▶ Your assignment: Reproduce the passage on protecting graves from body snatchers word for word, from start to finish.

----- Passage -----

Families of the recently deceased were determined to protect their loved ones from the resurrectionists. Whereas rocks were placed over graves since ancient times, previously they were to keep animals from digging up the corpse, or to keep the undead from rising. With the very real danger of corpse robbery, the stones became bigger, and new devices were fashioned to thwart the body snatchers. Mortsafes, metal cages that covered the grave, became popular with those who could afford them. Some still survive in cemeteries in the U.K.
Booby Traps
Some people employed an extra deterrent to body snatchers: guns. Cemetery guns could be loaded at night by a cemetery keeper. If a trespasser tripped a wire, he would be blasted by a flintlock loaded with birdshot, salt, or a more deadly ammunition. In 19th century America, several devices to booby trap individual graves were patented, such as the “grave torpedo,” which operated like a land mine, and a gun placed inside a coffin, set to blast away at anyone who raised the lid.
Buried Alive
As graves were made more secure, the fear of being buried alive grew among morbidly nervous people. The devices that protected graves from body snatchers only made it more difficult to rescue someone who’d been buried prematurely. This led to several inventions for coffin alarm systems that could be used if one were to come to and find himself lying in a coffin. The vault shown above can be opened from the inside by turning a wheel.

----- Information -----

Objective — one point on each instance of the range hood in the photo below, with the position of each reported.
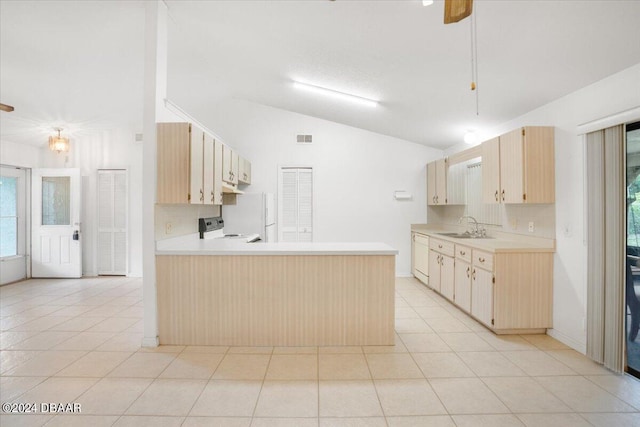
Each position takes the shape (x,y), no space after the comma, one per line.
(230,189)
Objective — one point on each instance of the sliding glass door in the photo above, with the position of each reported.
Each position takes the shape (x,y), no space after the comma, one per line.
(632,284)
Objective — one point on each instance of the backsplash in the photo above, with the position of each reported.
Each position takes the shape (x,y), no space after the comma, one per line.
(515,218)
(183,219)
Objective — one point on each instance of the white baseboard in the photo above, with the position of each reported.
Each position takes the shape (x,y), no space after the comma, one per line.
(150,342)
(566,339)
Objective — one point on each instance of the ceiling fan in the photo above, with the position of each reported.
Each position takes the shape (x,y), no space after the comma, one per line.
(457,10)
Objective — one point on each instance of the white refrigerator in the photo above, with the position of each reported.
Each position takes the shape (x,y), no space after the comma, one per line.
(253,213)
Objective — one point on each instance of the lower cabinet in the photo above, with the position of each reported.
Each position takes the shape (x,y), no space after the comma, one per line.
(482,295)
(462,279)
(420,259)
(509,292)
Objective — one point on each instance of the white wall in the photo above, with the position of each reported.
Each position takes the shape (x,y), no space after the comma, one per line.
(113,149)
(610,96)
(355,173)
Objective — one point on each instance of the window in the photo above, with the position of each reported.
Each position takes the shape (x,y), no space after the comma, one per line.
(8,216)
(12,211)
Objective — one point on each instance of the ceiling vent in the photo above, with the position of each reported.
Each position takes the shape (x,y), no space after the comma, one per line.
(304,139)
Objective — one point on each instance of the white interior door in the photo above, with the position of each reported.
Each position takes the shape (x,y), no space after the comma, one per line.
(55,222)
(112,222)
(295,205)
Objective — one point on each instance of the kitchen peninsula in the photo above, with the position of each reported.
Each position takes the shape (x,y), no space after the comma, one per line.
(229,292)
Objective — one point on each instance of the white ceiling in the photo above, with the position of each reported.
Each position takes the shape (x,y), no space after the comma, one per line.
(80,64)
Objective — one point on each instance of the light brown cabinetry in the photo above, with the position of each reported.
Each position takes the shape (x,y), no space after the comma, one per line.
(462,278)
(244,171)
(441,267)
(437,182)
(180,163)
(420,258)
(526,166)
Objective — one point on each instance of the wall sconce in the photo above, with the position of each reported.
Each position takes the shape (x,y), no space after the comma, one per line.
(58,143)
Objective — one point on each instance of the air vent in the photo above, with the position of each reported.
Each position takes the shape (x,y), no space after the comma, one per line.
(304,139)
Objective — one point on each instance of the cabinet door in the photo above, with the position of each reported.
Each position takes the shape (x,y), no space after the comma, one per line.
(207,170)
(235,169)
(512,167)
(421,260)
(447,277)
(244,174)
(434,270)
(441,182)
(227,164)
(491,171)
(482,295)
(431,183)
(173,142)
(217,172)
(197,164)
(463,285)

-----

▶ Exercise result:
Families of the recently deceased were determined to protect their loved ones from the resurrectionists. Whereas rocks were placed over graves since ancient times, previously they were to keep animals from digging up the corpse, or to keep the undead from rising. With the very real danger of corpse robbery, the stones became bigger, and new devices were fashioned to thwart the body snatchers. Mortsafes, metal cages that covered the grave, became popular with those who could afford them. Some still survive in cemeteries in the U.K.
Booby Traps
Some people employed an extra deterrent to body snatchers: guns. Cemetery guns could be loaded at night by a cemetery keeper. If a trespasser tripped a wire, he would be blasted by a flintlock loaded with birdshot, salt, or a more deadly ammunition. In 19th century America, several devices to booby trap individual graves were patented, such as the “grave torpedo,” which operated like a land mine, and a gun placed inside a coffin, set to blast away at anyone who raised the lid.
Buried Alive
As graves were made more secure, the fear of being buried alive grew among morbidly nervous people. The devices that protected graves from body snatchers only made it more difficult to rescue someone who’d been buried prematurely. This led to several inventions for coffin alarm systems that could be used if one were to come to and find himself lying in a coffin. The vault shown above can be opened from the inside by turning a wheel.